Supplied entries:
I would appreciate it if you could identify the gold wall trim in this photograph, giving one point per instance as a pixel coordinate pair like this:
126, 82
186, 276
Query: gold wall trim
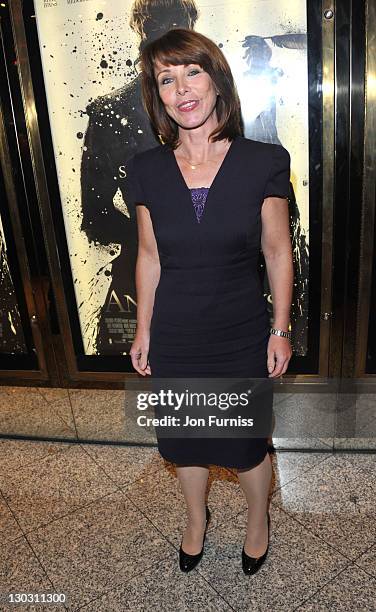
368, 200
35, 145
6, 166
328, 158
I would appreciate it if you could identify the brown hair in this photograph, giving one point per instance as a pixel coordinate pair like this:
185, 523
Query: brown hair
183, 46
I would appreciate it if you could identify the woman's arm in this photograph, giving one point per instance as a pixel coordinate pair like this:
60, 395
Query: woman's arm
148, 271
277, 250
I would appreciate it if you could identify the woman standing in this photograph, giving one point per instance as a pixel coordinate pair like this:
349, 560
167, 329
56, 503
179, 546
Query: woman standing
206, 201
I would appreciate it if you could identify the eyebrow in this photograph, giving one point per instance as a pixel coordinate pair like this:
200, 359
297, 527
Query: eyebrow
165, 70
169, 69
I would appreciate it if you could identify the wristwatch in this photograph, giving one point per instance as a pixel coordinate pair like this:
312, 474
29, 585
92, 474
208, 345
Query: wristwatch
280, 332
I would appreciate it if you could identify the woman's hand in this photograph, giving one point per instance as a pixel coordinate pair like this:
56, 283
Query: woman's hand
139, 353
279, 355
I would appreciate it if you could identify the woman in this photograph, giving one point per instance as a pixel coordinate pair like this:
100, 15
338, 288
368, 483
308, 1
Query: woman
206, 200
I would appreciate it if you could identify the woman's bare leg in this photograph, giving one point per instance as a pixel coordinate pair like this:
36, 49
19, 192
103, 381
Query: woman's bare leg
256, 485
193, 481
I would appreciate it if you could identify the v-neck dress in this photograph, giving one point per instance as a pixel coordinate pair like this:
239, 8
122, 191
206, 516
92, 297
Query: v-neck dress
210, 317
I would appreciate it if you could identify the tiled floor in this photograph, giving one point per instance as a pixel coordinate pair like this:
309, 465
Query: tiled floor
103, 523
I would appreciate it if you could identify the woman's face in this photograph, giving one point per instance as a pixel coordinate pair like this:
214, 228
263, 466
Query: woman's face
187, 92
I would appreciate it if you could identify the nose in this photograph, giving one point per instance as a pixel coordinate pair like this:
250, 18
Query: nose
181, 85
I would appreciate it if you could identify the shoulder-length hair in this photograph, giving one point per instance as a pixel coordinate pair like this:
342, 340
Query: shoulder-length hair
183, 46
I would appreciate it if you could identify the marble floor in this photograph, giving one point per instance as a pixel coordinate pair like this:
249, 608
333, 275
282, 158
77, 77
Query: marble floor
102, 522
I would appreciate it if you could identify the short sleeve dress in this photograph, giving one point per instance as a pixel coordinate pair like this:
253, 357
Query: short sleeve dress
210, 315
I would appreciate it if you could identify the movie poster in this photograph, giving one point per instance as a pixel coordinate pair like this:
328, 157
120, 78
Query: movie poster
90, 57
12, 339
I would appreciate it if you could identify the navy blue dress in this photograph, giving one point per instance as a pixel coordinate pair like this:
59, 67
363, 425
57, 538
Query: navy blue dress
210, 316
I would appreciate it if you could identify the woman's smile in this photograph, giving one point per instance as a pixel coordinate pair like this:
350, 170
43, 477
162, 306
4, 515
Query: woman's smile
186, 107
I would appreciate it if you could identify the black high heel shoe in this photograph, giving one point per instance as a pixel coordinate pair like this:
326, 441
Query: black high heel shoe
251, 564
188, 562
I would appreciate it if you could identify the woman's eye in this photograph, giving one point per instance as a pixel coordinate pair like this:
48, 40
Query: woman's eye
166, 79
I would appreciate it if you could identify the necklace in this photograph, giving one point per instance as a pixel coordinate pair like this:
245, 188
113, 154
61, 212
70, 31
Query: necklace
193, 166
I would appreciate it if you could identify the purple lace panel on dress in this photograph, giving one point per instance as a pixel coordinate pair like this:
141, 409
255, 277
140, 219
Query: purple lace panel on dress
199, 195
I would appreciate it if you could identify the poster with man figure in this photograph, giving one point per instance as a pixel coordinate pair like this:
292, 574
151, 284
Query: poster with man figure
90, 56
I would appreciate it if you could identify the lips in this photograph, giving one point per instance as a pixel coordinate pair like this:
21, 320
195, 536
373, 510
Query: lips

Instructions for the task:
Give the entries again without a single change, but with no pictures.

Final answer:
I would appreciate it if you could identify the gold wall trim in this photograph, giving one point per instance as a pixel coordinate pair like this:
126, 82
186, 276
Query: gold wall trim
368, 200
35, 145
6, 166
328, 158
I would appreciate it if you could identify the brown hair in this photograph, giving one point per instance as a pixel coordinate pair like this:
185, 523
Query: brown hair
183, 46
I would appreciate it if you could identify the woman's arm in this photograph, giving one point per instance as a pixel coordinate pair like this:
60, 395
Query: woman's arm
148, 271
277, 250
I would appreciate it if you could identify the woman standing in this photograph, giving one point per instance as a pixel coordinate pair like this:
349, 560
167, 329
56, 503
179, 546
Query: woman standing
206, 201
I would appreciate it if you could identify the eyebrow in this photograph, giving one point per instance as a pixel coordinate pair like this:
200, 359
297, 527
Query: eyebrow
165, 70
169, 69
I would appreciate it if you could identify the wristwatch in this photograph, giving one point per instance as a pixel coordinate pair like this:
312, 474
29, 585
92, 474
208, 345
Query: wristwatch
280, 332
I would appreciate it if you could identify the woman's hand in this photograph, giving one point per instance as a pixel coordinate pair like this:
56, 283
Query: woman's hand
139, 353
279, 355
I would appreciate it if you could identify the woman in this photograph, giving one point per instance as a pixel coordinate pair like this:
100, 15
338, 288
368, 483
308, 1
Query: woman
206, 200
I would appreciate it if you could identify the woman's bare leg in this photograph, giving one point per instance as a pixel coordinate pair like this:
36, 49
19, 192
103, 381
Query: woman's bare leg
256, 485
193, 481
I would appreciate it if you could identify the v-neck dress in this photograph, giving one point per instance as a pixel coordinate pair like this:
239, 8
122, 191
206, 516
92, 297
Query: v-neck dress
210, 317
I would appreciate it if you could identify the tiled floor in this photograph, giving one point per instance as a pixel coordinate pair like this:
309, 465
Query: tiled floor
103, 523
I would appreciate it if you could identify the woman's face in this photograph, giving one point per instance as a pixel coordinate pair like this:
214, 228
263, 466
Query: woman's face
187, 92
I would appreciate it if you could identify the nose in this photograph, giving one point per instance as a pixel coordinate pair like this:
250, 18
Query: nose
181, 85
I would appreciate it if you could identify the shoulder-length hair in this photograph, giving one point per instance as a pixel coordinate pair like this:
342, 340
Query: shoulder-length hair
183, 46
I would appreciate it if you could identify the marble floor in this photograph, giving one point per instance as a pixel coordinate pair like this:
249, 608
333, 275
282, 158
77, 77
Query: marble floor
102, 522
I would appreciate it if you could identify the short sleeve dress in this photograph, giving one point per instance as a pixel coordinate pair like this:
253, 357
Query: short sleeve dress
210, 315
I would appreciate it if you could identify the movie poster in this photograph, giving one point per instance as a pixel coordinate pair like this:
328, 157
120, 78
Query: movie poster
90, 57
12, 339
I would appreciate it if you could identify the navy blue dress in this photograph, giving one point per instance as a pixel coordinate pair like this:
59, 67
363, 425
57, 538
Query: navy blue dress
210, 316
I would appreciate it if you could identify the woman's smile in this photograph, giving one point per instance as a pixel coordinate pair like this:
350, 170
43, 477
162, 306
4, 515
Query: woman's smile
186, 107
I would appreciate it if you could identify the black high heel shoe in this photograph, giving one point per instance as a pixel coordinate pair like this:
326, 441
Query: black high heel shoe
251, 564
188, 562
I would appreciate it if you could identify the woman's eye in this photograph, giving one point per instance as a pixel coordinate pair like this:
48, 40
Query: woman's eye
166, 79
I would appreciate it if you could identify the necklace in this photograph, giving one point per instance as a pixel coordinate pair like this:
245, 188
113, 154
61, 212
70, 31
Query: necklace
193, 166
I would appreciate it if you could identify the purple lace panel on dress in this photograph, giving one point per instance as a pixel coordinate pair like this:
141, 409
255, 277
140, 219
Query: purple lace panel on dress
199, 195
I would appreciate it if you could identify the poster with man figure in this photograph, giving one point per instance as a pixel coordinate pair like this:
292, 574
151, 284
Query: poster with man figure
90, 56
I would appreciate it if you could identify the lips in this photograph, giving one point per instance as a pixel coordinate pair like this:
21, 320
195, 536
373, 510
Query: lips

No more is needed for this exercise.